→ **Dataset excerpts**
◆ ◆ ◆

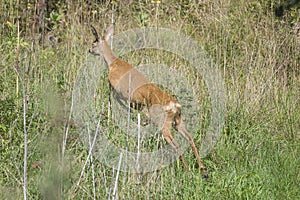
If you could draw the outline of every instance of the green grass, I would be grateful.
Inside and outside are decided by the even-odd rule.
[[[23,198],[24,113],[28,199],[113,199],[116,183],[119,199],[300,198],[300,38],[292,31],[300,20],[299,8],[279,19],[274,16],[278,2],[273,0],[159,5],[126,1],[129,7],[125,1],[113,1],[116,33],[153,26],[179,30],[202,45],[221,72],[227,113],[220,140],[202,159],[210,176],[205,181],[190,148],[184,154],[190,172],[179,161],[144,174],[118,172],[96,155],[88,156],[78,133],[82,124],[72,115],[72,92],[80,70],[94,59],[88,55],[94,39],[90,25],[104,31],[112,3],[78,0],[57,5],[46,20],[60,38],[52,47],[45,40],[32,40],[38,35],[33,31],[35,1],[28,2],[2,0],[0,6],[2,199]],[[194,134],[200,147],[211,106],[201,77],[189,74],[186,61],[160,50],[140,50],[122,58],[134,65],[165,63],[190,79],[200,78],[196,93],[201,121]],[[107,80],[103,77],[97,84],[95,109],[102,117],[101,127],[109,130],[111,142],[135,150],[135,138],[108,117]],[[165,142],[157,134],[143,145],[145,150],[156,149]]]

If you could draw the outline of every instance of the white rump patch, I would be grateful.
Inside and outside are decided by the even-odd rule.
[[[179,103],[174,103],[173,101],[170,101],[169,104],[164,106],[165,111],[172,111],[173,113],[176,113],[178,108],[181,108],[181,105]]]

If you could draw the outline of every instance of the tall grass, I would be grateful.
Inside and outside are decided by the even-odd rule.
[[[52,5],[52,16],[44,20],[59,37],[51,46],[48,30],[38,34],[33,28],[35,1],[2,0],[2,198],[23,198],[26,119],[28,199],[299,199],[300,39],[291,26],[300,15],[293,8],[276,18],[276,5],[272,0],[65,1]],[[104,31],[112,14],[117,33],[154,26],[190,35],[222,72],[226,123],[214,151],[203,158],[208,181],[201,178],[191,149],[184,154],[190,172],[174,162],[155,172],[130,174],[89,156],[76,131],[79,125],[70,118],[72,92],[79,70],[93,59],[88,55],[93,41],[90,25]],[[18,19],[22,19],[19,40]],[[123,58],[133,64],[150,60],[179,69],[184,63],[170,53],[152,50]],[[115,144],[124,147],[129,142],[136,147],[107,117],[108,90],[104,77],[97,97],[97,109],[105,116],[101,126],[111,130],[109,138]],[[199,102],[204,125],[198,128],[197,146],[209,113],[205,86],[199,93],[204,96]],[[160,136],[149,141],[149,148],[163,145]]]

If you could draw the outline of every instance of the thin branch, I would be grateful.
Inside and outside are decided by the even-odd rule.
[[[72,100],[71,100],[71,106],[70,106],[70,113],[69,117],[67,119],[67,122],[65,124],[65,133],[63,135],[63,144],[62,144],[62,152],[61,152],[61,166],[62,170],[64,169],[64,157],[65,157],[65,151],[67,146],[67,140],[69,135],[69,122],[71,121],[72,112],[73,112],[73,106],[74,106],[74,93],[72,94]],[[63,177],[60,177],[60,186],[61,186],[61,192],[60,192],[60,199],[63,199]]]
[[[93,147],[94,147],[94,145],[95,145],[95,143],[96,143],[96,139],[97,139],[98,132],[99,132],[100,121],[101,121],[101,116],[100,116],[99,121],[98,121],[98,124],[97,124],[97,128],[96,128],[96,131],[95,131],[95,136],[94,136],[94,139],[93,139],[93,143],[92,143],[92,145],[91,145],[91,147],[90,147],[90,149],[89,149],[88,157],[86,158],[85,163],[84,163],[84,165],[83,165],[83,167],[82,167],[82,169],[81,169],[80,177],[79,177],[79,179],[78,179],[78,181],[77,181],[75,191],[77,191],[78,188],[79,188],[79,184],[80,184],[81,179],[82,179],[82,177],[83,177],[83,174],[84,174],[84,170],[85,170],[85,168],[86,168],[86,165],[87,165],[88,161],[90,160],[90,157],[92,156],[92,150],[93,150]],[[88,132],[90,132],[89,127],[88,127]]]
[[[121,168],[121,164],[122,164],[122,157],[123,157],[123,153],[121,152],[120,153],[120,159],[119,159],[118,170],[117,170],[117,174],[116,174],[116,181],[115,181],[115,187],[114,187],[113,198],[112,199],[118,199],[116,197],[116,194],[117,194],[117,190],[118,190],[118,180],[119,180],[120,168]]]
[[[18,43],[17,43],[17,65],[19,65],[19,51],[20,51],[20,22],[18,20]],[[19,66],[17,66],[17,69]],[[23,70],[22,81],[23,93],[23,132],[24,132],[24,158],[23,158],[23,195],[24,200],[27,200],[27,157],[28,157],[28,144],[27,144],[27,127],[26,127],[26,112],[27,112],[27,99],[26,99],[26,81],[25,69]]]
[[[64,158],[64,156],[65,156],[66,145],[67,145],[67,140],[68,140],[68,135],[69,135],[69,122],[71,121],[73,106],[74,106],[74,94],[72,94],[70,113],[69,113],[68,121],[66,122],[66,125],[65,125],[65,130],[66,131],[65,131],[64,138],[63,138],[62,158]]]
[[[90,151],[92,151],[93,150],[93,146],[92,146],[90,131],[88,131],[88,136],[89,136],[89,149],[90,149]],[[93,156],[91,156],[90,162],[91,162],[91,165],[92,165],[93,196],[94,196],[94,199],[96,199],[95,168],[94,168]]]
[[[140,172],[140,156],[141,156],[141,115],[138,113],[138,143],[137,143],[137,158],[136,158],[136,167],[137,172]]]

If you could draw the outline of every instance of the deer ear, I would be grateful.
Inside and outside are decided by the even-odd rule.
[[[111,24],[105,32],[105,40],[110,41],[111,36],[114,34],[114,24]]]
[[[92,27],[93,35],[95,36],[95,39],[96,39],[95,41],[98,42],[99,41],[98,33],[97,33],[97,31],[96,31],[96,29],[95,29],[94,26],[91,26],[91,27]]]

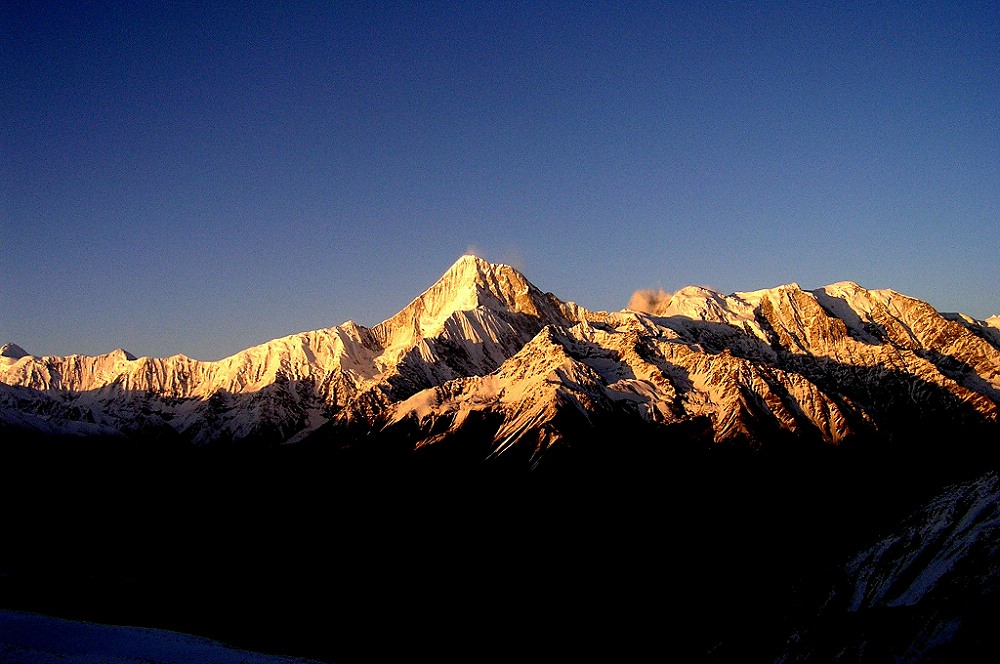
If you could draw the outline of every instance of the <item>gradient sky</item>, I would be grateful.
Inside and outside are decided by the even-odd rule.
[[[622,8],[622,7],[627,8]],[[463,253],[1000,313],[995,2],[5,2],[0,343],[219,359]]]

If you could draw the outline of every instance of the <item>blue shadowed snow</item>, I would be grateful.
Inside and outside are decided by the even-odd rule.
[[[5,664],[311,664],[236,650],[217,641],[141,627],[117,627],[0,611]]]

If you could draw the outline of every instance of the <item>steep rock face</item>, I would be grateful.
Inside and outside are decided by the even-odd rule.
[[[1000,645],[1000,477],[952,486],[848,561],[780,664],[984,661]]]
[[[392,318],[249,348],[218,362],[4,347],[0,423],[199,444],[400,433],[464,435],[537,461],[575,429],[704,420],[717,442],[840,444],[900,427],[996,423],[989,321],[840,282],[723,295],[688,287],[653,313],[591,312],[520,272],[460,258]],[[489,424],[484,424],[489,423]],[[353,435],[353,434],[348,434]]]

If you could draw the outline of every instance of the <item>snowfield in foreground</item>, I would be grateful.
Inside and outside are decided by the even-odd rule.
[[[236,650],[218,641],[142,627],[113,627],[0,611],[5,664],[312,664]]]

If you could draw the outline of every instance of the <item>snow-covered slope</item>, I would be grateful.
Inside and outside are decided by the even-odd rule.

◆ ◆ ◆

→ **What you will do**
Copy each line of the listing that carries the word "item".

→ **Output for this task**
If you could draw the outline of every instance of the <item>gradient sky</item>, I would be grateful.
If you could draw the outline of every instance of the <item>blue shadowed snow</item>, I would be grateful.
If you could draw the outline of every instance of the <item>steep rock face</item>, I would be grateful.
If you could draw the outline of every instance of the <item>snowfield in foreground</item>, I would be grateful.
If you could draw the outline of every instance of the <item>snow-covered slope</item>, I would be grateful.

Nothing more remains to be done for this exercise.